• [PROBLEM DESCRIPTION] Gather every line from the entries below that contains the word "clicks".

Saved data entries
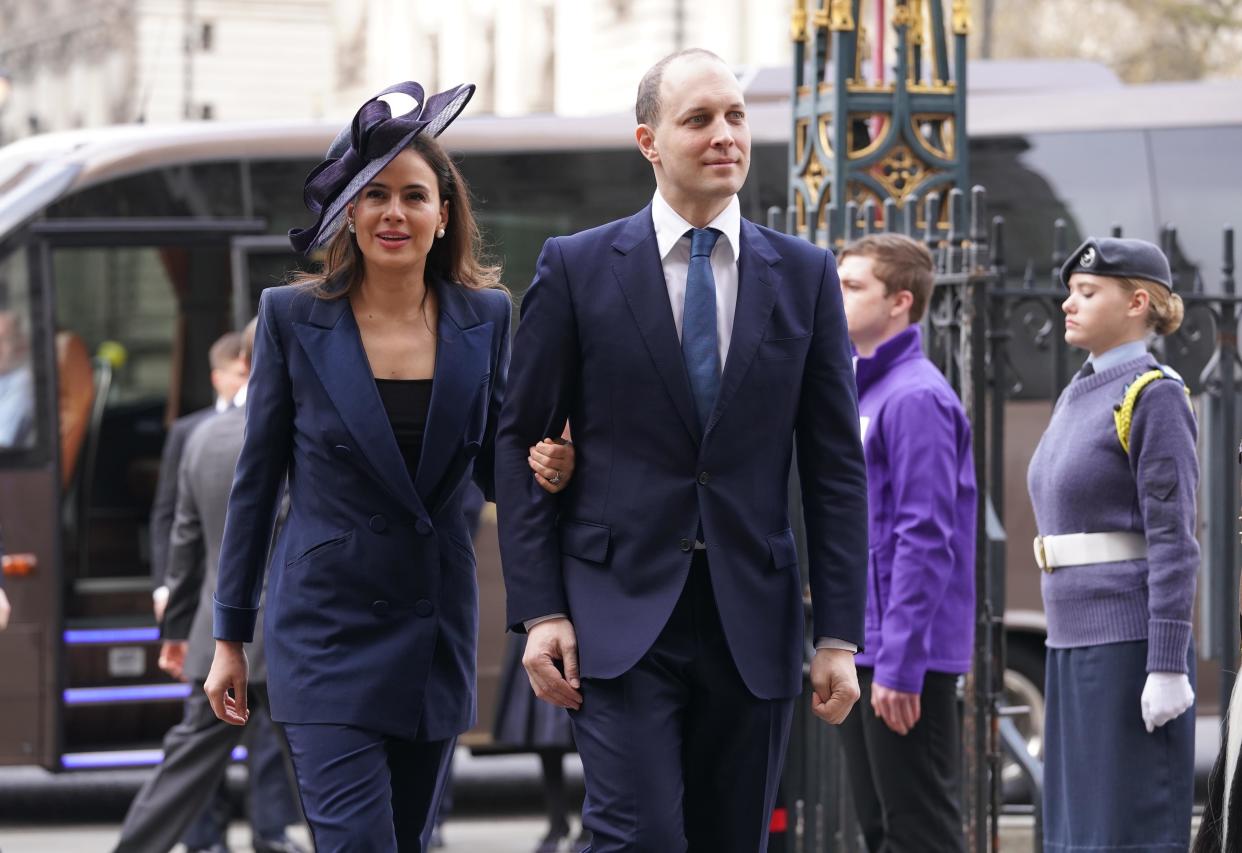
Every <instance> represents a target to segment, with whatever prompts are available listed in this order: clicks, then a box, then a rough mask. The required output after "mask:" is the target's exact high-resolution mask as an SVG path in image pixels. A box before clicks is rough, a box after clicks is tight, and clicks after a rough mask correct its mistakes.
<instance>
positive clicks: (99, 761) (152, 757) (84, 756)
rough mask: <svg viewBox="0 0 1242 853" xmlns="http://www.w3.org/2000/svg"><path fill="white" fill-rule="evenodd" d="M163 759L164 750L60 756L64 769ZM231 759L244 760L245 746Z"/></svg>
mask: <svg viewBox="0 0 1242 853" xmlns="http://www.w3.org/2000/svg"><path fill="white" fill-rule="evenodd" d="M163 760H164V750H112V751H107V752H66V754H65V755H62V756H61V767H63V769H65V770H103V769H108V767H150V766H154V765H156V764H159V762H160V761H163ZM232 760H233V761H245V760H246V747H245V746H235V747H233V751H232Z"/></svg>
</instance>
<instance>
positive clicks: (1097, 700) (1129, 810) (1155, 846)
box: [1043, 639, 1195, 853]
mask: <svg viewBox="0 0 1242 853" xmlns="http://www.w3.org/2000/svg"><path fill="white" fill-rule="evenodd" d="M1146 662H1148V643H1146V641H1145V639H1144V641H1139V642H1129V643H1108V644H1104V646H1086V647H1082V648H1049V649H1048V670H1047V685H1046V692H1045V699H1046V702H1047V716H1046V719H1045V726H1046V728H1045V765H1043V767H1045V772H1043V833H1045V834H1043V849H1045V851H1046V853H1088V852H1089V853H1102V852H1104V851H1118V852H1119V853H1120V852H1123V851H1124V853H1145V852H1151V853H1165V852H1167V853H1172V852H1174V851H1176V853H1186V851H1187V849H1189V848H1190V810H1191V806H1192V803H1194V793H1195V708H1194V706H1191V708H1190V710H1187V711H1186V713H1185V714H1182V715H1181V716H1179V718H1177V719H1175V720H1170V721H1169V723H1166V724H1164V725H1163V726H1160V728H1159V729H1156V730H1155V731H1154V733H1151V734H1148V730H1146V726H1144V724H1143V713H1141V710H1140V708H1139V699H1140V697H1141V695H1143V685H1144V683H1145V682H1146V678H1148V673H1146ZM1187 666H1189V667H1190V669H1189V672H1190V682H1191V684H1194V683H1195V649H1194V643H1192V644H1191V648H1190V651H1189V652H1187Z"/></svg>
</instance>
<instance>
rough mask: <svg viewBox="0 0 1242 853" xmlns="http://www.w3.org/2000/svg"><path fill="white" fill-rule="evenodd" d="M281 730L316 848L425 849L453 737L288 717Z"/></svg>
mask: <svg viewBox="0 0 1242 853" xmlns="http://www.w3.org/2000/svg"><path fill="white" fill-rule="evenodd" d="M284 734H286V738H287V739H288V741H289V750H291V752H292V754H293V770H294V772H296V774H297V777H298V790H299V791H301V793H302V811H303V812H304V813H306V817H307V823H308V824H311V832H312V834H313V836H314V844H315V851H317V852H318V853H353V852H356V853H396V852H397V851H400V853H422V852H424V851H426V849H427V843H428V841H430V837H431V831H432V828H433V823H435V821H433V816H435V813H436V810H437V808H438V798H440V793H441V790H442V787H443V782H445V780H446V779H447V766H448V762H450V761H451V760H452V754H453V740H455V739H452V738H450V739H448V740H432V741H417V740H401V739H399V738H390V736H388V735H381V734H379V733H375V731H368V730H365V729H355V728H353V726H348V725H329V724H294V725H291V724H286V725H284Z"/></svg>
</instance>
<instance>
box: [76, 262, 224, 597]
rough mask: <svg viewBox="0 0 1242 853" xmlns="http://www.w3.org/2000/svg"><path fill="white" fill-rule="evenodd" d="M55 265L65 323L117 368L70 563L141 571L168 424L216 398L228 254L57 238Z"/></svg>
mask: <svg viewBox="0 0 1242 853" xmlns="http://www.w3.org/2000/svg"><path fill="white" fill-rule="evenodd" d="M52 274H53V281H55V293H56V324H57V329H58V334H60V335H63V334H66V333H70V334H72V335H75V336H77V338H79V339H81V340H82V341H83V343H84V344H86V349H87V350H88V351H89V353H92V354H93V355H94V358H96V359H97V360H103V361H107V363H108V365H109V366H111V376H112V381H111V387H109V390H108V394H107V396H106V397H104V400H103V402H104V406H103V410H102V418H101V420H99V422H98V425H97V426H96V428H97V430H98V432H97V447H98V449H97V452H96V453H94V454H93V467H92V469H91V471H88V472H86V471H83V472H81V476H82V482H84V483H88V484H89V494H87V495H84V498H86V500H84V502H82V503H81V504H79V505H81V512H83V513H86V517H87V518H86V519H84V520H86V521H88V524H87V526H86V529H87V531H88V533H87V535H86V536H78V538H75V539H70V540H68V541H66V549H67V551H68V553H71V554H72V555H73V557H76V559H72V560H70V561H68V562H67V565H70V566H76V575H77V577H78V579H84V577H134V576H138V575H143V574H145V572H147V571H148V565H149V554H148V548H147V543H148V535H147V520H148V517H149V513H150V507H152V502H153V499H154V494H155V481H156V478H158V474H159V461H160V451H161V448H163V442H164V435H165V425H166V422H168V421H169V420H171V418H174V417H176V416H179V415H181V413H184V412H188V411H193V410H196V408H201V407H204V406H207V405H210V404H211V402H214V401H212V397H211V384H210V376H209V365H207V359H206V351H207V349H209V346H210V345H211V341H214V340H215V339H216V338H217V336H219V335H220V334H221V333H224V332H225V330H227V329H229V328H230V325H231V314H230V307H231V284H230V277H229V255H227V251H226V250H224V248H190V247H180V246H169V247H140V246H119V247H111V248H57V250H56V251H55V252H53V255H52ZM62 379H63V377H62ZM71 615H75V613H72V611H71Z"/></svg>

• [OUTPUT OF THE TASK]
Every <instance> represents a target to segment, with whatever prompts are available listed in this order: clicks, then a box, then a rough mask. The required output after "mask:" is the target's exact high-resolution mask as an SVG path in image pixels. A box before clicks is rough, a box after clicks is tight, and clicks after a rough mask correct its mistakes.
positive clicks: (99, 761) (152, 757) (84, 756)
positive clicks: (1097, 700) (1129, 810) (1155, 846)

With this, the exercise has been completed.